Pick out each row below that contains the word "dark" and copy it out in full.

──────── Records supplied

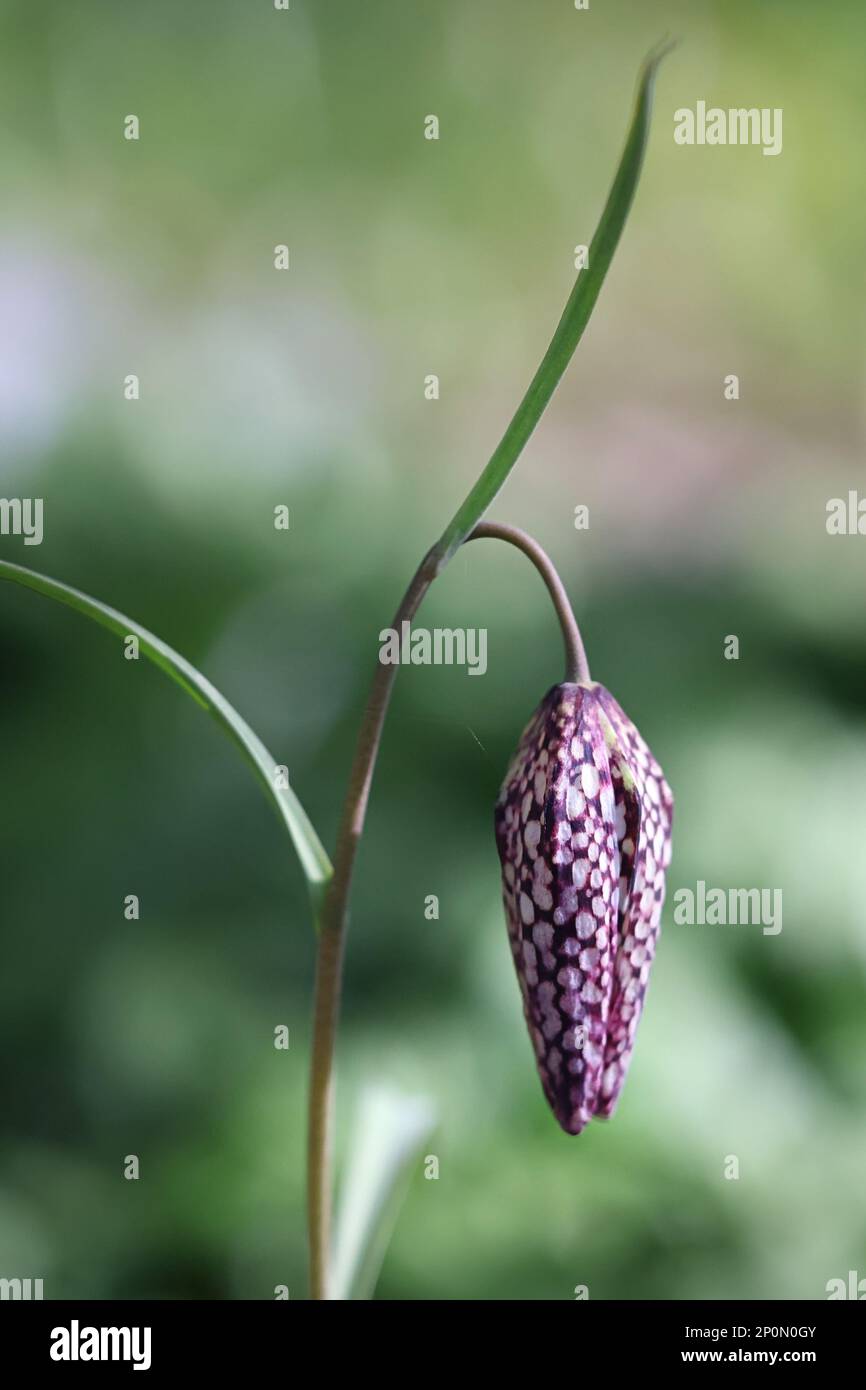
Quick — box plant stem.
[307,550,435,1298]
[307,523,589,1300]
[438,42,674,570]
[466,521,592,685]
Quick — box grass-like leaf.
[328,1086,436,1300]
[0,560,334,910]
[435,43,673,573]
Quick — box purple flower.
[496,682,673,1134]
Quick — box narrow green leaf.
[435,43,673,573]
[0,560,334,909]
[328,1086,436,1300]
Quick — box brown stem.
[307,523,589,1300]
[307,550,438,1298]
[466,521,592,685]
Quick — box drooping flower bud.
[496,682,673,1134]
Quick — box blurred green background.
[0,0,866,1300]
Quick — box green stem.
[0,560,334,913]
[436,43,674,574]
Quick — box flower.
[495,681,673,1134]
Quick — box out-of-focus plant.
[0,44,671,1300]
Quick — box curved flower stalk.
[495,681,673,1134]
[0,44,673,1300]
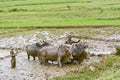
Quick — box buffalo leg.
[33,56,35,60]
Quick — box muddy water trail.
[0,34,120,80]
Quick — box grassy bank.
[52,55,120,80]
[0,0,120,27]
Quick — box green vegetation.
[0,0,120,27]
[115,46,120,55]
[52,55,120,80]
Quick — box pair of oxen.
[26,42,87,67]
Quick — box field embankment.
[0,0,120,27]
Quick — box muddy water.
[0,34,120,80]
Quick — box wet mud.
[0,31,120,80]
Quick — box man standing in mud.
[10,48,16,68]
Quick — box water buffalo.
[26,42,49,60]
[38,45,73,67]
[70,43,88,63]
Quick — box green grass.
[0,20,120,27]
[0,0,120,27]
[52,55,120,80]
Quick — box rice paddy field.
[0,0,120,80]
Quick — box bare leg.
[58,57,62,68]
[33,56,35,60]
[28,55,30,60]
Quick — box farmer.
[10,48,16,68]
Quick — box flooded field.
[0,32,120,80]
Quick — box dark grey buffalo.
[26,42,49,60]
[70,43,88,63]
[38,45,73,67]
[65,35,80,44]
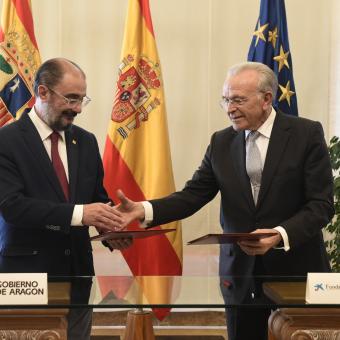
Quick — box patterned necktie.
[246,131,262,205]
[50,131,69,201]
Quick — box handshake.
[82,190,145,249]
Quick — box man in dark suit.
[0,58,129,340]
[118,62,334,340]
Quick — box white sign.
[306,273,340,304]
[0,273,48,305]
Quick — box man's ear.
[38,85,49,100]
[263,92,273,106]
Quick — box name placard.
[0,273,48,305]
[306,273,340,304]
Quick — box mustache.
[62,110,78,118]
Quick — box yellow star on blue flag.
[248,0,298,116]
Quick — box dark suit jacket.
[0,114,108,275]
[151,112,334,275]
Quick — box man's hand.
[82,203,127,231]
[106,237,133,250]
[238,229,282,256]
[115,190,145,227]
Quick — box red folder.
[90,229,176,241]
[188,232,277,245]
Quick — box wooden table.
[263,282,340,340]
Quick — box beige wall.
[0,0,333,269]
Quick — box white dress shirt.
[28,107,84,226]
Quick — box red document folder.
[90,229,176,241]
[188,232,276,244]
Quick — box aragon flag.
[103,0,182,319]
[248,0,298,116]
[0,0,41,127]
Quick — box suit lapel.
[65,129,79,202]
[230,131,255,209]
[18,114,65,200]
[257,112,290,207]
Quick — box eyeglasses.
[47,87,91,107]
[220,91,264,109]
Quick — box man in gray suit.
[0,58,129,340]
[114,62,334,340]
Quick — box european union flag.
[248,0,298,116]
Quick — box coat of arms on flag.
[0,43,33,125]
[111,54,161,138]
[0,0,40,127]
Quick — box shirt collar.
[28,106,65,141]
[245,107,276,139]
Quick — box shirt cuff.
[71,204,84,226]
[140,201,153,228]
[274,226,290,251]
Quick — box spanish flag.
[0,0,41,126]
[103,0,182,319]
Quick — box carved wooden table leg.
[124,309,155,340]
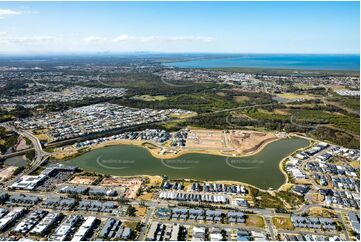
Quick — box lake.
[164,54,360,71]
[64,138,309,189]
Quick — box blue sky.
[0,2,360,53]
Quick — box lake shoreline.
[60,137,309,190]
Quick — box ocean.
[165,54,360,71]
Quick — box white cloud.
[113,34,129,42]
[0,8,21,18]
[83,36,106,43]
[0,32,56,44]
[113,35,214,42]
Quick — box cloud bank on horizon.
[0,2,360,53]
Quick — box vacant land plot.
[69,176,99,185]
[134,95,167,102]
[308,208,336,218]
[185,129,277,155]
[277,93,315,101]
[272,216,294,230]
[99,177,143,199]
[0,166,17,182]
[246,214,264,228]
[233,96,250,103]
[186,130,224,150]
[228,130,277,154]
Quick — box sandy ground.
[53,129,279,160]
[0,166,17,182]
[99,176,143,199]
[15,136,31,151]
[69,176,98,185]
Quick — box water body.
[65,138,309,189]
[165,54,360,71]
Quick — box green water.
[65,138,309,189]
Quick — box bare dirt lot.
[0,166,17,182]
[185,129,277,155]
[69,176,98,185]
[99,177,143,199]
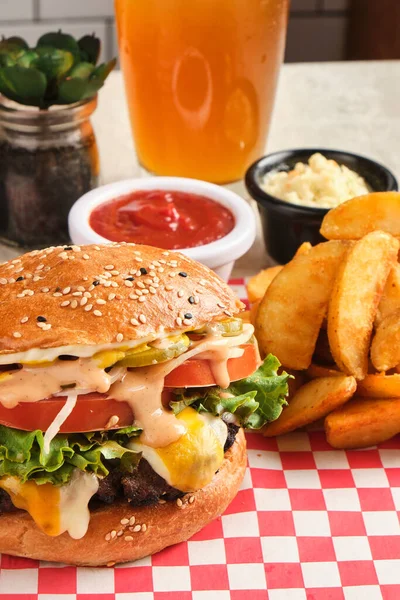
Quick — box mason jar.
[0,96,99,249]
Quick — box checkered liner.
[0,280,400,600]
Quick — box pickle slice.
[117,334,190,367]
[193,318,243,337]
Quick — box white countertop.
[0,61,400,276]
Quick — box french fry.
[371,310,400,371]
[247,265,283,304]
[320,192,400,240]
[306,363,343,379]
[263,375,357,437]
[326,231,400,379]
[325,398,400,448]
[255,241,351,370]
[375,263,400,327]
[357,373,400,398]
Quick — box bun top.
[0,243,244,354]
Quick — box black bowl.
[245,148,399,264]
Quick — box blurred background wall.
[0,0,400,62]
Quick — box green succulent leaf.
[33,46,74,79]
[0,65,47,106]
[36,29,80,63]
[17,48,38,69]
[91,58,117,83]
[68,62,94,79]
[78,34,100,65]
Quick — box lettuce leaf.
[170,354,292,429]
[0,425,141,485]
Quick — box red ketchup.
[89,190,235,250]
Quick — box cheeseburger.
[0,244,289,565]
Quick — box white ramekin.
[68,177,256,280]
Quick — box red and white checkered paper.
[0,280,400,600]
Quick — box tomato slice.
[165,344,260,388]
[0,344,259,433]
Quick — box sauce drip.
[89,190,235,250]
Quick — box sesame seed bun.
[0,243,243,355]
[0,430,247,566]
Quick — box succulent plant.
[0,30,116,109]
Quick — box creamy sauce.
[0,358,111,408]
[60,469,99,540]
[109,324,253,448]
[43,392,78,454]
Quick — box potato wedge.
[255,241,351,370]
[247,265,283,304]
[325,398,400,448]
[293,242,312,258]
[375,263,400,327]
[357,373,400,398]
[263,375,357,437]
[371,310,400,371]
[306,363,343,379]
[320,192,400,240]
[328,231,400,379]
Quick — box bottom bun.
[0,429,246,566]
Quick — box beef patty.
[0,424,239,514]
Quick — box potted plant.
[0,31,116,248]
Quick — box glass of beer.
[115,0,289,184]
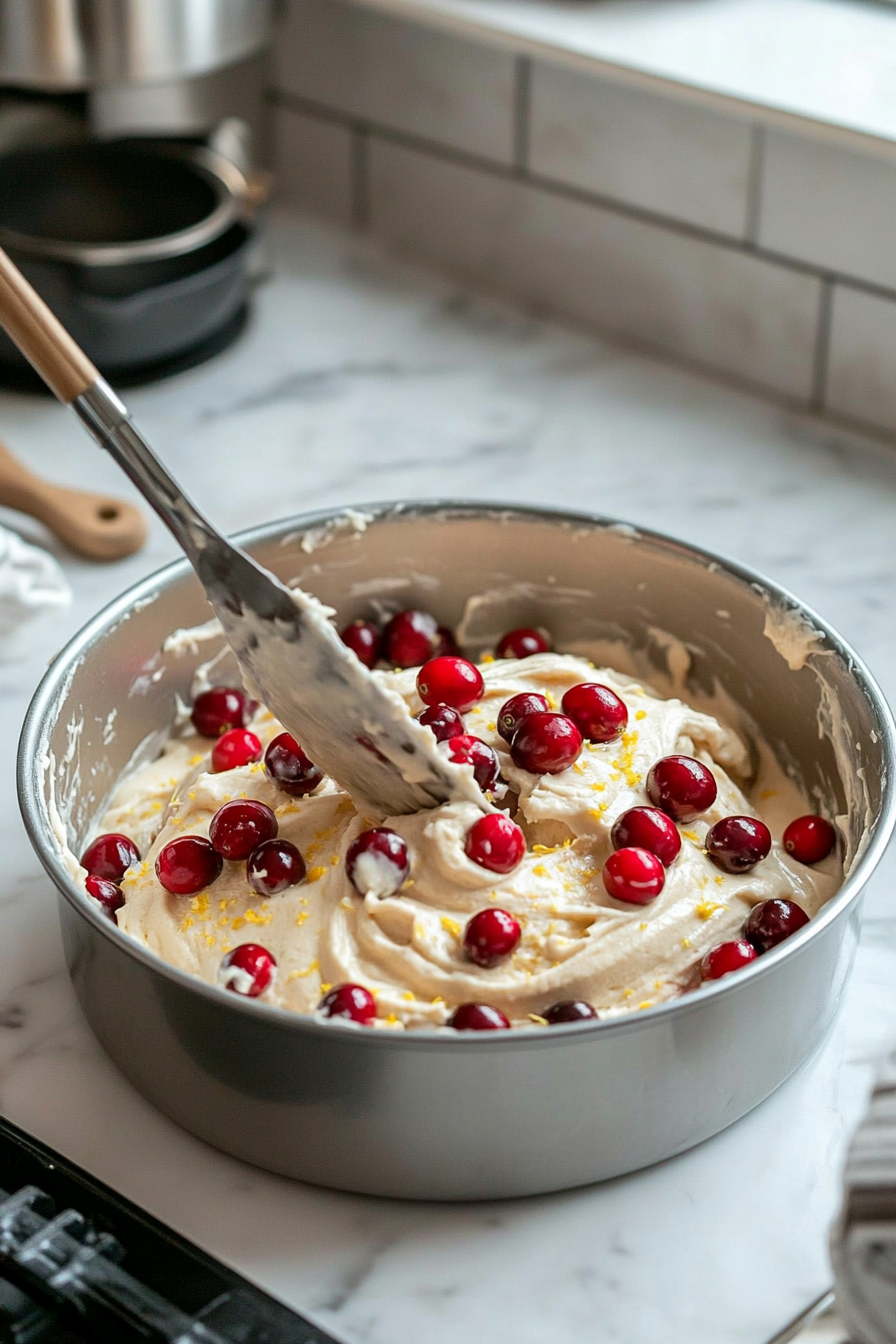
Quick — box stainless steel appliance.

────────────────

■ Result for this task ■
Quick — box dark grey buffalo.
Quick — box man in dark suit.
Quick — box dark suit jacket.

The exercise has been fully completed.